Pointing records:
· · ·

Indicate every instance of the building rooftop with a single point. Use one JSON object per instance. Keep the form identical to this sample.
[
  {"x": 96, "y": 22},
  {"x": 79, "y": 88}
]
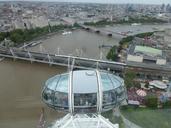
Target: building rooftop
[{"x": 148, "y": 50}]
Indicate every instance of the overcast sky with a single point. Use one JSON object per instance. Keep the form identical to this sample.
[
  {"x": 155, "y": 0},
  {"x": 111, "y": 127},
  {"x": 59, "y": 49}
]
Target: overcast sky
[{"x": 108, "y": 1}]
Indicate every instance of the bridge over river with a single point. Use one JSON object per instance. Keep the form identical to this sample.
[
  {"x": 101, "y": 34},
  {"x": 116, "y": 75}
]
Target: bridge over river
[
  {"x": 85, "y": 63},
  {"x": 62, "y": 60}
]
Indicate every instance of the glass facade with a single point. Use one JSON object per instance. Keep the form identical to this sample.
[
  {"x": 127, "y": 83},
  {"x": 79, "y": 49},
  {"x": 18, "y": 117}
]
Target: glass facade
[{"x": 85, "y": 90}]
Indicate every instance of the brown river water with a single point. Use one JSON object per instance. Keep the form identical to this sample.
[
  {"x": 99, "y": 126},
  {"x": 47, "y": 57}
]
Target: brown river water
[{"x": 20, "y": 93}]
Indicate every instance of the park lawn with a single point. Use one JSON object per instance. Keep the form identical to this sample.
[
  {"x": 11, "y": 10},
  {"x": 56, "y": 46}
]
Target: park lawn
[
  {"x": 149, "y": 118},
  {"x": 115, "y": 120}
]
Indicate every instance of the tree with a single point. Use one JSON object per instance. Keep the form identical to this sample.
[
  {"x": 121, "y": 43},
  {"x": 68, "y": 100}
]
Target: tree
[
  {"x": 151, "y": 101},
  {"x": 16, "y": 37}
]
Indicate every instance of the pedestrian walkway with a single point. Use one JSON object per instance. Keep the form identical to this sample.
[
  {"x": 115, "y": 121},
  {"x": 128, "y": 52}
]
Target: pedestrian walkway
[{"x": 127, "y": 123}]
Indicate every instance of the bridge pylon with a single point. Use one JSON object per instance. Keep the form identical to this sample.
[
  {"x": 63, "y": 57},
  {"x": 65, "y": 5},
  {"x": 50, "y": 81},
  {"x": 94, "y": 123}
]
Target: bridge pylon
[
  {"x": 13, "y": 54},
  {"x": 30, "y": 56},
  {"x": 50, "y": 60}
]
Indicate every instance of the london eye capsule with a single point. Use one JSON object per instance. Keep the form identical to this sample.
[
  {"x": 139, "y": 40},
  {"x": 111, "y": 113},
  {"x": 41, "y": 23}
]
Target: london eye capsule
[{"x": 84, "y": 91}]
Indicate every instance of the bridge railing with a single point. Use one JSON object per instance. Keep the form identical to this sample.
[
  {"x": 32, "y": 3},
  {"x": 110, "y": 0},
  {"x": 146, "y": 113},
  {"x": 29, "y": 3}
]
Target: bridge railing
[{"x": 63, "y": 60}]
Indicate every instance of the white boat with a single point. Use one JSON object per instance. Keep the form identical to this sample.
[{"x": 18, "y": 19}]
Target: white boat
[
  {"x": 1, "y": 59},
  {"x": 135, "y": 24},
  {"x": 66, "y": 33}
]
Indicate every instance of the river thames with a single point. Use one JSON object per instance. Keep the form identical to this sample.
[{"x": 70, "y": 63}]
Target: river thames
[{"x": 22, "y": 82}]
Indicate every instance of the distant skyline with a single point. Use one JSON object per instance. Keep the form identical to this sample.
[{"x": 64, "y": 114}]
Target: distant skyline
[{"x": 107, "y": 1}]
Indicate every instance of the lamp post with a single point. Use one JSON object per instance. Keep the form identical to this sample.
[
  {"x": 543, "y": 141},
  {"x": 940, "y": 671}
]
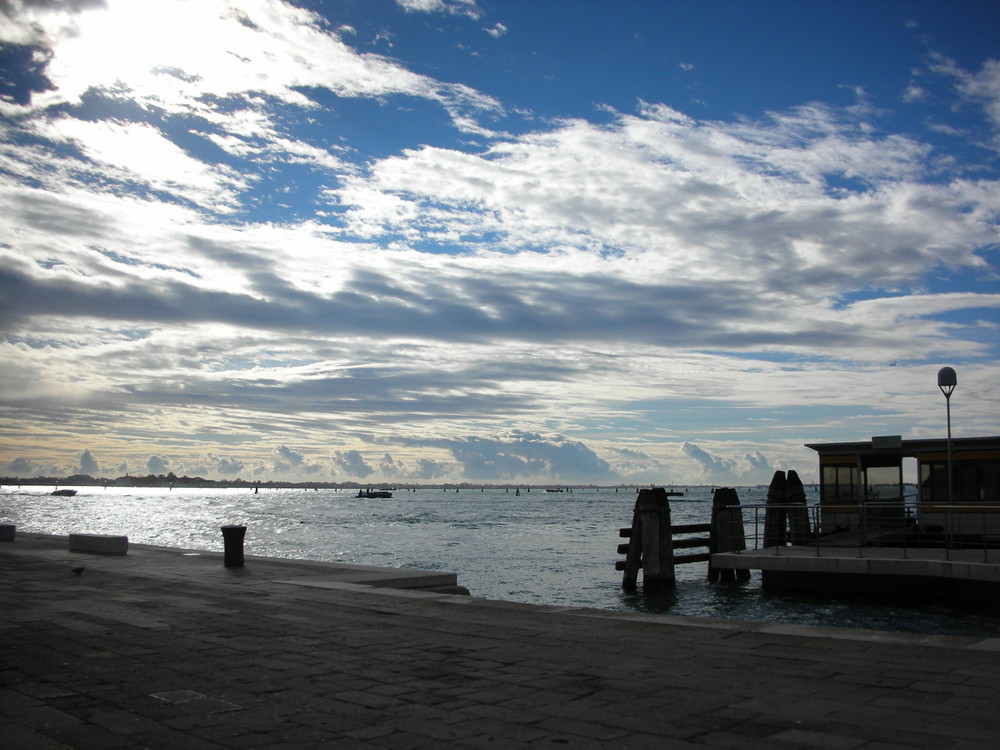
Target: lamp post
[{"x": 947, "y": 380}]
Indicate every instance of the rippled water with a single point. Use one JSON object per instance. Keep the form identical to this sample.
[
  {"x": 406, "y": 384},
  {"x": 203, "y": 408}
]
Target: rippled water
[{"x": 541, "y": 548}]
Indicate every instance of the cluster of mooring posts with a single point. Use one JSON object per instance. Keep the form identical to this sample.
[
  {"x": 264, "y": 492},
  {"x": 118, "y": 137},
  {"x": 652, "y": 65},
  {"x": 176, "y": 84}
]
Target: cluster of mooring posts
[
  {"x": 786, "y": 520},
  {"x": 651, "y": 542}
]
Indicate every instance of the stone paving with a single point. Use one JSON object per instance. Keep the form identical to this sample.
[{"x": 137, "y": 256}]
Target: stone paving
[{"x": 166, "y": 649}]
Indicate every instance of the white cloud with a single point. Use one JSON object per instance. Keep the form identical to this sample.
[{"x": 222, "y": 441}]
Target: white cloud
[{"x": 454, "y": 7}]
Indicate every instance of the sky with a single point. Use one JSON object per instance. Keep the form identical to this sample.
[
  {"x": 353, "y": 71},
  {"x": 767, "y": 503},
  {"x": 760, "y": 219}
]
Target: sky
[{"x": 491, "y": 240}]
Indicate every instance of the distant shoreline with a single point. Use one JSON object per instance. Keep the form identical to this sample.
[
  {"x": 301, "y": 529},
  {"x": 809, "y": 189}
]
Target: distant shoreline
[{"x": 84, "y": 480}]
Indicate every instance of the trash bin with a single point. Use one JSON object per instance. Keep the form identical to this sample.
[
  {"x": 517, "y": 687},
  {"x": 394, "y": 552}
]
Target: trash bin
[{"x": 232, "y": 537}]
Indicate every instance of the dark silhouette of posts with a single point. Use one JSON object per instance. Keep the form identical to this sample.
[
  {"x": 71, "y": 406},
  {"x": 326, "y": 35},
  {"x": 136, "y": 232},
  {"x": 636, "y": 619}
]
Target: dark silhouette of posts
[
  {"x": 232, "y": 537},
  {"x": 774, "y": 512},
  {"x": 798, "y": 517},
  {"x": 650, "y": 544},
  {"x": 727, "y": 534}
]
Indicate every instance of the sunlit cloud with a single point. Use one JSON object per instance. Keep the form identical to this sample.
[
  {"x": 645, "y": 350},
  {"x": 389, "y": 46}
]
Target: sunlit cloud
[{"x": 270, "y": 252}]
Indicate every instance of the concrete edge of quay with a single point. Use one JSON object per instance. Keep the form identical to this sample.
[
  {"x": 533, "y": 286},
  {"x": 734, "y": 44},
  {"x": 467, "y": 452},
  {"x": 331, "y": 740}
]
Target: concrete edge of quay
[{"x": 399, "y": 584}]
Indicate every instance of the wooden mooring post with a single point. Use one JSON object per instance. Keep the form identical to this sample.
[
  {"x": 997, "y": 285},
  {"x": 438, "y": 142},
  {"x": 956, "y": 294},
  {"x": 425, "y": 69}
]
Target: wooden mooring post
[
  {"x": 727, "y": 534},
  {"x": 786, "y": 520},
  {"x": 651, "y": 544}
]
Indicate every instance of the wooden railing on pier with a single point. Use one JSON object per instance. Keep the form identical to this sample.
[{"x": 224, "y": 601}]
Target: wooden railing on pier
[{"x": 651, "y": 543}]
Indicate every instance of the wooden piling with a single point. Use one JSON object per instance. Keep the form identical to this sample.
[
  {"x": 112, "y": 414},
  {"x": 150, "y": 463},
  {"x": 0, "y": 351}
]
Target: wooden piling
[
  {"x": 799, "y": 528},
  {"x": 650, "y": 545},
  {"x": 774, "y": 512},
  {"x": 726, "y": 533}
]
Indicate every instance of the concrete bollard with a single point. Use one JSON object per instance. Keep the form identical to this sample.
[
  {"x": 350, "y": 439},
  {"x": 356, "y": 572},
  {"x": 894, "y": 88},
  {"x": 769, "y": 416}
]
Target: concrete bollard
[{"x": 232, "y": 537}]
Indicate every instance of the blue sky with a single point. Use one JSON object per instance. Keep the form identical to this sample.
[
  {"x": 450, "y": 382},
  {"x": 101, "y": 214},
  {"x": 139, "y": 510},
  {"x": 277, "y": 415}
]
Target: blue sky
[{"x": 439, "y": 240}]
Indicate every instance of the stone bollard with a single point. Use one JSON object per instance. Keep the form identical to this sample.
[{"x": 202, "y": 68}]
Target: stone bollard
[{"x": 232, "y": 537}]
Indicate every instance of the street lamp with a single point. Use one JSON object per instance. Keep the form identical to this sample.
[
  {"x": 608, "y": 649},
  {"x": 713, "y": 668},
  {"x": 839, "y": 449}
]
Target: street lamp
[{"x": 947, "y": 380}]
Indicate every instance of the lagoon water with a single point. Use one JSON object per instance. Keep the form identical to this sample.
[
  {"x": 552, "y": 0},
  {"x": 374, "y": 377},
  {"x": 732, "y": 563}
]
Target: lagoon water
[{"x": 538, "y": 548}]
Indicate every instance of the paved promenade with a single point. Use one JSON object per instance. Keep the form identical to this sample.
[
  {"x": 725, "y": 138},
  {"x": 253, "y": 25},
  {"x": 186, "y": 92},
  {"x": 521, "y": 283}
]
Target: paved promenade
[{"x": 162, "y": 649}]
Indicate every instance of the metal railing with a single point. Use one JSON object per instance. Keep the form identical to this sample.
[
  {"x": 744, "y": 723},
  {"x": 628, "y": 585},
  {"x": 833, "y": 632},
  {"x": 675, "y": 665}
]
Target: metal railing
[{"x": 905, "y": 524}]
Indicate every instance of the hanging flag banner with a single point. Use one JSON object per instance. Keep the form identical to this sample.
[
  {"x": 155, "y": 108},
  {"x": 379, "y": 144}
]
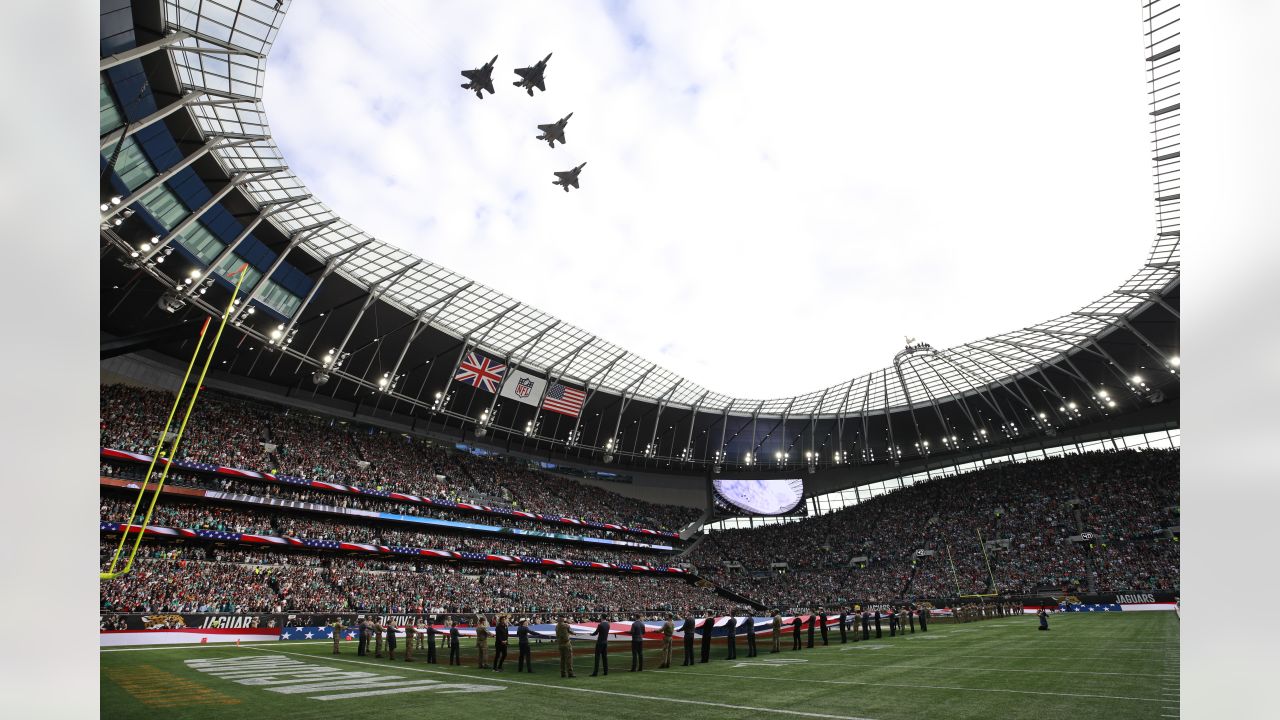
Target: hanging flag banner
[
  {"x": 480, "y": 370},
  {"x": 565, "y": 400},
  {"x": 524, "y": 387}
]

· · ·

▸ Short problem
Copy exactly the lines from the line containing "Indicate every instance of the lagoon" through the last line of the records above, both included, and leave out any pictures.

▸ Result of the task
Indicate every instance of the lagoon water with a single point. Use one JSON object per instance. Keep the form identical to this sample.
[
  {"x": 552, "y": 0},
  {"x": 374, "y": 377},
  {"x": 732, "y": 563}
]
Target: lagoon water
[{"x": 538, "y": 548}]
Indicate every instance of the paved promenade with a single point. Use one JSON object per instance. Keep the form identical to this sample.
[
  {"x": 725, "y": 138},
  {"x": 253, "y": 25},
  {"x": 186, "y": 92},
  {"x": 521, "y": 283}
]
Target: paved promenade
[{"x": 162, "y": 649}]
Indicate every instance of the metal railing with a single point. Use one JSON object per instance. Keep the form identical to this sample.
[
  {"x": 744, "y": 723},
  {"x": 628, "y": 585},
  {"x": 833, "y": 632},
  {"x": 675, "y": 665}
]
Target: metal railing
[{"x": 905, "y": 524}]
Indicate every instance of the hanging flag banner with a single point. Use one JSON object per instance. Keep the form identical to this sample.
[
  {"x": 155, "y": 108},
  {"x": 379, "y": 144}
]
Target: hanging flag banner
[
  {"x": 480, "y": 370},
  {"x": 565, "y": 400},
  {"x": 524, "y": 387}
]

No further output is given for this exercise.